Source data
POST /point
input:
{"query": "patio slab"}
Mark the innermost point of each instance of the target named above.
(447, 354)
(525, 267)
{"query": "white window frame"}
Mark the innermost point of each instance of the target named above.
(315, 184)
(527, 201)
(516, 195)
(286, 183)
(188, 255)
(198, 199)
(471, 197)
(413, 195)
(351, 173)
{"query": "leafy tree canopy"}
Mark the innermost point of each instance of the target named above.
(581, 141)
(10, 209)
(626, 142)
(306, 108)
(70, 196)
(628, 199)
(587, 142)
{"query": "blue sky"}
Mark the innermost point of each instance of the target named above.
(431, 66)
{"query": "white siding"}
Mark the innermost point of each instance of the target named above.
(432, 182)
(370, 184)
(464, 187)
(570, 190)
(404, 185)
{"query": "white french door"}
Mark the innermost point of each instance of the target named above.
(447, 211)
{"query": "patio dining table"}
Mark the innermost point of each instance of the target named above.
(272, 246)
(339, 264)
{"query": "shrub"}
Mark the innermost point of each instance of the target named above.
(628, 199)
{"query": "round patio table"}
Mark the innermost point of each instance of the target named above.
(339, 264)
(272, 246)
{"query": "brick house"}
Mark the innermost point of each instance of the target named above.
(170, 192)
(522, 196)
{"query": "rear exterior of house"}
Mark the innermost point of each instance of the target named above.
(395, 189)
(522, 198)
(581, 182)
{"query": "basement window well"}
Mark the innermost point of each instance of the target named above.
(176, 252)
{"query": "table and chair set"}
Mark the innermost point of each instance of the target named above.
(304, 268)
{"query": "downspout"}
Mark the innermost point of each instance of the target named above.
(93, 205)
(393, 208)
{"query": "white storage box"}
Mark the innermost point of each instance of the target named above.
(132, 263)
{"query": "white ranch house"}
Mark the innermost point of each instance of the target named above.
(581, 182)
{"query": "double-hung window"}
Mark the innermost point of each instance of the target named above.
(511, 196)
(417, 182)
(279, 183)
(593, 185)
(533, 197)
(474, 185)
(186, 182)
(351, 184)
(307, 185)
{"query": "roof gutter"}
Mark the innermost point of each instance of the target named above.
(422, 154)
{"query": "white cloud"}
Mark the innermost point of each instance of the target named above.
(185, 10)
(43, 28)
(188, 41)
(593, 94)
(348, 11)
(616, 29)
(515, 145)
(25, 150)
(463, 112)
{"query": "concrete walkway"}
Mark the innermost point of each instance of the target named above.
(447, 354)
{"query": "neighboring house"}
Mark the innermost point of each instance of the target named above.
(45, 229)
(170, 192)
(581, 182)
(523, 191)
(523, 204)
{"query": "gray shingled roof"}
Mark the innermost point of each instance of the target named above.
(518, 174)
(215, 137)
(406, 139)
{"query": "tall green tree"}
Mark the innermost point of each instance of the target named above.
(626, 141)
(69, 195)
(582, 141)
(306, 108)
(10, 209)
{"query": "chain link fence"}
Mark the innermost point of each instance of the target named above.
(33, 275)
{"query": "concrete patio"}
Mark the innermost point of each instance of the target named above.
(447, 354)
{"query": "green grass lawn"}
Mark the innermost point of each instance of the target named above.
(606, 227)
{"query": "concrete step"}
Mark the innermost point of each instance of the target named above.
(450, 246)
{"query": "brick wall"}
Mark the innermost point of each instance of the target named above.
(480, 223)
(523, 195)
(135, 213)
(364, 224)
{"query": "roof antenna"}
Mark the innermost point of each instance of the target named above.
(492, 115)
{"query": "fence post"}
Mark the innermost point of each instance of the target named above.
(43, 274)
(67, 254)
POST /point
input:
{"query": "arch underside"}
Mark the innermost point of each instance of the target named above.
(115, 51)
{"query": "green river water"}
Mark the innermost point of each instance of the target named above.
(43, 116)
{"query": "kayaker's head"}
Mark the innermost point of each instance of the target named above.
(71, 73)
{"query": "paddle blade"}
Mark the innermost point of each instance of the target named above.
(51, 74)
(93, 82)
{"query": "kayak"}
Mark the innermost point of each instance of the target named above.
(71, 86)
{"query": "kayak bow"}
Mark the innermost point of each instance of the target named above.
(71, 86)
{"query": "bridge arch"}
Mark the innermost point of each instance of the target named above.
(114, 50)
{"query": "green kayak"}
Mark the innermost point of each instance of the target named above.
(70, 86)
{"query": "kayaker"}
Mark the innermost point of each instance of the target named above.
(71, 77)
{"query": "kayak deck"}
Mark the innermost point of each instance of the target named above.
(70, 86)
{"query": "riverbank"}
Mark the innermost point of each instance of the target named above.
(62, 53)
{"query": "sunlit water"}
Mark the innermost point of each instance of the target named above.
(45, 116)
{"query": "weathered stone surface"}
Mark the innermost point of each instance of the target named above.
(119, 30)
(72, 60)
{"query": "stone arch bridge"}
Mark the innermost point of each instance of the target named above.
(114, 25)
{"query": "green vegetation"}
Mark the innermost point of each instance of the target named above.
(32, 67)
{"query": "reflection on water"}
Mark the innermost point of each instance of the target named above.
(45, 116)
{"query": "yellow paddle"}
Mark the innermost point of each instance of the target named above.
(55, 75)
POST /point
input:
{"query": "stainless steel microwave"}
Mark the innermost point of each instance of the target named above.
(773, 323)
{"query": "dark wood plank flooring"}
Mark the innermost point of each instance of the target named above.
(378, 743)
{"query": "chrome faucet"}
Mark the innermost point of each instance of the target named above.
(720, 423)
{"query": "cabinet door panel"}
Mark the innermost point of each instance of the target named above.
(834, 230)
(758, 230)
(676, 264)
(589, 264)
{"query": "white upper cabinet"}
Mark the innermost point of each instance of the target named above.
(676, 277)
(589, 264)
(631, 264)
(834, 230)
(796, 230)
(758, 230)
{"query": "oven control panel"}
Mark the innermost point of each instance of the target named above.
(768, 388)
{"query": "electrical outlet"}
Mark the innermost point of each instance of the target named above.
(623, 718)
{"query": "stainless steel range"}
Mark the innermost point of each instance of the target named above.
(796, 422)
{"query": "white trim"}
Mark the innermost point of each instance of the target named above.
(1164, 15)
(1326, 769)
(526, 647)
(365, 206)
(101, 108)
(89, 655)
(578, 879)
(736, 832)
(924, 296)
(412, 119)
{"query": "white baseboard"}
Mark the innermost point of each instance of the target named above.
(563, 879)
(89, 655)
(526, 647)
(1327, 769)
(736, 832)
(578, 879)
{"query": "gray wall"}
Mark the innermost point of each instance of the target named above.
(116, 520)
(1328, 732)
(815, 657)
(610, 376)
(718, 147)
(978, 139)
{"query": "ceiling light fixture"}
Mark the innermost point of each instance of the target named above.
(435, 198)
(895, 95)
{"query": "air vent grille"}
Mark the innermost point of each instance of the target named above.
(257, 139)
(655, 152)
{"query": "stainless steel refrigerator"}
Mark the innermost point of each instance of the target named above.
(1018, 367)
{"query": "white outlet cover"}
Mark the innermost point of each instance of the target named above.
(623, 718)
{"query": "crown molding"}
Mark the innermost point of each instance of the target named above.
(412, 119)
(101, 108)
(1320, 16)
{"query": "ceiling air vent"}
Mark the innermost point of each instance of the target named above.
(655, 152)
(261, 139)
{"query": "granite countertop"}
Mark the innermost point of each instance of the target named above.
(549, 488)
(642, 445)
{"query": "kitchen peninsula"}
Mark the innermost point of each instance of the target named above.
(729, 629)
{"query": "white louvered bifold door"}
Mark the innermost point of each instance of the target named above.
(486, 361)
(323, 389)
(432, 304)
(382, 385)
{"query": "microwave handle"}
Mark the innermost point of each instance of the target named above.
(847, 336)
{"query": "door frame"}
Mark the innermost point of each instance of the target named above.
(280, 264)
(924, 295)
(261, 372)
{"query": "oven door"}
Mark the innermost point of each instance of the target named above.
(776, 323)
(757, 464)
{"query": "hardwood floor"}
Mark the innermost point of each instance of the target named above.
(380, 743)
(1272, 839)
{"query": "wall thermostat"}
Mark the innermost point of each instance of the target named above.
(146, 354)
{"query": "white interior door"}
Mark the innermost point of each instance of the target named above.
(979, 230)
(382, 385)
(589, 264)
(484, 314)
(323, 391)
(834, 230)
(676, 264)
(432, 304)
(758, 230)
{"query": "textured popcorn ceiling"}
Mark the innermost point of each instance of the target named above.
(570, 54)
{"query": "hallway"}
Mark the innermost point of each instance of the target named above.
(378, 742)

• SET PROBLEM: Give the number of lines in the material above that contain the string "tree". Please reply with the number only.

• RESPONSE TO THIS EXERCISE: 2